- _Exercise passage_
The aortic valve opens and closes to allow blood to flow out of the heart to the rest of the body. Heart valve stenosis, or aortic stenosis, occurs when the aortic valve becomes blocked and cannot fully open. The narrowed valve has to work harder to pump blood throughout the body, which can lead to unpleasant symptoms. Aortic regurgitation occurs when the aortic valve does not close completely after each heartbeat, which results in blood leakage. Both heart problems can occur alone or simultaneously, and symptoms range from mild to more severe. Heart valve stenosis and regurgitation can be congenital heart defects that are present at birth, or they can develop over time.

  • Symptoms

    Aortic valve stenosis and aortic regurgitation share similar symptoms, including:

    • Chest pain
    • Fainting or dizziness
    • Fatigue
    • Heart palpitations
    • Shortness of breath, whether during activity or at rest
    • Weakness with activity

    Adults with aortic stenosis may also experience a bloody cough and tight chest pains that worsen with activity. Those with aortic regurgitation could have additional symptoms, including a strong, throbbing heartbeat, a rapid pulse and swelling in the legs, feet and abdomen.

  • Prevention

    Some cases of stenosis and regurgitation are congenital, meaning they exist at birth and cannot be prevented. For other cases, the following steps could keep you from developing either heart problem:

    • Make heart health a priority. This includes daily exercise, controlling high blood pressure and cholesterol, and quitting smoking.
    • Treat infections properly. Untreated gum infections and rheumatic fever could lead to stenosis or regurgitation later in life. Taking antibiotics for onset of rheumatic fever or gum disease could prevent developing either heart condition.
  • Risk Factors

    • Heart valve stenosis and regurgitation can be present at birth, or they can develop over time.
    • History of rheumatic fever
    • Older age, which leads to wear and tear of the valves
  • Diagnosis

    Aortic Valve Stenosis

    • Clinical examination. Your healthcare provider may use a stethoscope to check for a heart murmur and any abnormal sounds. The provider may also check for a faint pulse and low blood pressure.

- _Apply what you read_
(1) Condense the paragraph of the aortic valve passage that begins "The aortic valve opens and closes" into a short bulleted list that keeps its main facts.
(2) Return the portion of the aortic valve passage starting at "The aortic valve opens" and ending at "are present at birth, or they can develop over time.", word for word.
The entries come from a separate source.

- _Information supplied_
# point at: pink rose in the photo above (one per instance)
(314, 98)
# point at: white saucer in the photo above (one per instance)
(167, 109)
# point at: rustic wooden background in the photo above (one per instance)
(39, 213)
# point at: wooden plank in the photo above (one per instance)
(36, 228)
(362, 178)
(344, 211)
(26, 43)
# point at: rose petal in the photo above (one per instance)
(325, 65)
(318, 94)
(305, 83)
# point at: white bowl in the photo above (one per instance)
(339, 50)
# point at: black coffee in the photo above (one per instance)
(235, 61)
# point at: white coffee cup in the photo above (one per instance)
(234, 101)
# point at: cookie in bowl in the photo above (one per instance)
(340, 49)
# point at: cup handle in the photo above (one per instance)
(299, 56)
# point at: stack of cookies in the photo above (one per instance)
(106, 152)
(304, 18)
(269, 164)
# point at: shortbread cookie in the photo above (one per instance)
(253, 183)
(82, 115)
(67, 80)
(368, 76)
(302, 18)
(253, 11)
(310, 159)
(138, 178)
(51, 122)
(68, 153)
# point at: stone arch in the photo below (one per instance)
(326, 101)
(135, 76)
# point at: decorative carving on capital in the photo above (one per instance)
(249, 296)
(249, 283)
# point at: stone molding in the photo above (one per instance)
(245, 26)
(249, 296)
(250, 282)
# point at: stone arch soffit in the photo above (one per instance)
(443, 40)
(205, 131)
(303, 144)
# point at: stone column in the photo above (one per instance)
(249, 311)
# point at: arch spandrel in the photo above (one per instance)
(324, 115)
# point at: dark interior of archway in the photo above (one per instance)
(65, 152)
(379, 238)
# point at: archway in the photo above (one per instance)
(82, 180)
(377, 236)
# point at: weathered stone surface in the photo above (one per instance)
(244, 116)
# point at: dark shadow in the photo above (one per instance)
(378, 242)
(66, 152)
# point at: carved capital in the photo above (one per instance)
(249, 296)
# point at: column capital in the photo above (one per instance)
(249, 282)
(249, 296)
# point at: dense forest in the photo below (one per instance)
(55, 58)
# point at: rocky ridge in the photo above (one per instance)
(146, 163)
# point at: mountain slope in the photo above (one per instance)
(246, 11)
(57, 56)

- _Set of answers_
(1)
- The aortic valve opens and closes to let blood flow out of the heart to the rest of the body.
- Aortic stenosis (heart valve stenosis): the valve is blocked and cannot fully open. It must work harder to pump blood, which can cause unpleasant symptoms.
- Aortic regurgitation: the valve does not close completely after each heartbeat, so blood leaks.
- The two problems can occur alone or together, with symptoms ranging from mild to severe.
- Both can be congenital or develop over time.

(2)
The aortic valve opens and closes to allow blood to flow out of the heart to the rest of the body. Heart valve stenosis, or aortic stenosis, occurs when the aortic valve becomes blocked and cannot fully open. The narrowed valve has to work harder to pump blood throughout the body, which can lead to unpleasant symptoms. Aortic regurgitation occurs when the aortic valve does not close completely after each heartbeat, which results in blood leakage. Both heart problems can occur alone or simultaneously, and symptoms range from mild to more severe. Heart valve stenosis and regurgitation can be congenital heart defects that are present at birth, or they can develop over time.